Entrées de pointage et d'étiquetage
═══
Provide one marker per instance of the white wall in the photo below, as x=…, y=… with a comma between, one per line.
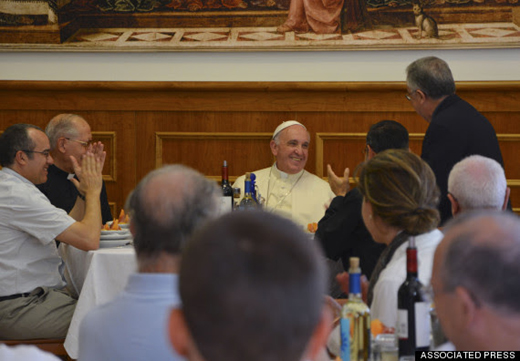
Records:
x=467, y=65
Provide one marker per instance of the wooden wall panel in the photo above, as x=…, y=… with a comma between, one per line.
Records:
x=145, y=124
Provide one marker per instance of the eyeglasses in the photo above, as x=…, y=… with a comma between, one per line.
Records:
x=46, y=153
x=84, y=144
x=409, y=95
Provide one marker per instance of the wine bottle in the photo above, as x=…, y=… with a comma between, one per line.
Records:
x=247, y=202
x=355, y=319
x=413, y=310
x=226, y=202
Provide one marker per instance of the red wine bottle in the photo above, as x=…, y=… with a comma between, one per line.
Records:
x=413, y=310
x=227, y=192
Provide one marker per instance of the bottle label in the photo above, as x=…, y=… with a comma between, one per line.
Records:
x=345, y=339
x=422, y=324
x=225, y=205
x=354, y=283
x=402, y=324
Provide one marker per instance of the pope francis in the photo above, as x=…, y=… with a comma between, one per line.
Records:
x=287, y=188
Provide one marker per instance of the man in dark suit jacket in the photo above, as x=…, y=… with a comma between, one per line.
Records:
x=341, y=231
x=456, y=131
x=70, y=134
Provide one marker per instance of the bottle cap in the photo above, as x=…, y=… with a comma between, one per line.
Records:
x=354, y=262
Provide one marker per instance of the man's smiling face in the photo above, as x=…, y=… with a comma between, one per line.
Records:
═══
Consigne —
Recopiez à l'identique les lignes des entrées ci-dessus, de celle qui contient "Provide one marker per instance of the wine" jusqu'à celle qui contient "x=287, y=188", ces deux lignes comprises.

Réponse —
Provide one marker per instance of the wine bottle in the photo above, as x=…, y=… with a comma between, one per line.
Records:
x=247, y=202
x=355, y=319
x=413, y=310
x=226, y=202
Provide one marker per instance of the red wine bottle in the photo above, as x=…, y=… with a comma between, one per line.
Records:
x=413, y=310
x=227, y=192
Provide one marker per instance of the bottle label in the photo above, as x=…, y=… with a comma between, one per line.
Records:
x=345, y=339
x=422, y=324
x=225, y=205
x=354, y=283
x=402, y=324
Provide one marker per instance of the pope francis in the photo above, as x=…, y=… with a comma between, one per line.
Records:
x=287, y=188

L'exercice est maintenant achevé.